Problem:
Convert the part of the items that runs from their start through the line containing "x=590, y=211", both ends included, into a Markdown table with the columns Row and Line, one numbered row per line. Omit blank lines and pictures from the table.
----
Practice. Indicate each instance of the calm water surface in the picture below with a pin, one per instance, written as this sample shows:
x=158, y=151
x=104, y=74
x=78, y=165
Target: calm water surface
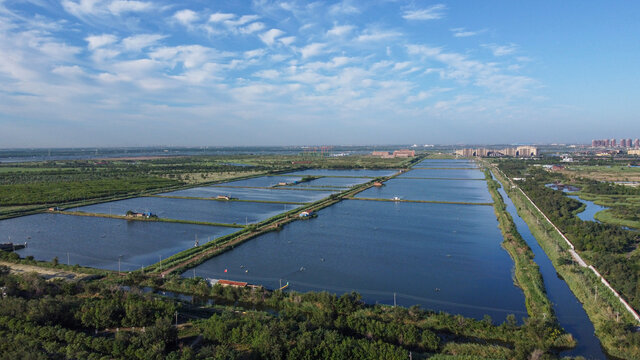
x=569, y=311
x=441, y=256
x=346, y=172
x=227, y=212
x=263, y=181
x=445, y=173
x=335, y=182
x=253, y=194
x=473, y=191
x=446, y=163
x=590, y=211
x=98, y=242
----
Reply to the exercise:
| Row | Line |
|---|---|
| 1 | Practice. Indicate each instance of the calm water surface in the picture below with a pin, one per instance, written as this sample shows: |
| 2 | x=158, y=151 |
| 3 | x=104, y=74 |
| 4 | x=78, y=165 |
| 5 | Target: calm water surface |
| 6 | x=569, y=311 |
| 7 | x=441, y=256 |
| 8 | x=346, y=172 |
| 9 | x=227, y=212 |
| 10 | x=263, y=181 |
| 11 | x=445, y=173 |
| 12 | x=335, y=182 |
| 13 | x=253, y=194 |
| 14 | x=473, y=191 |
| 15 | x=446, y=163 |
| 16 | x=590, y=211 |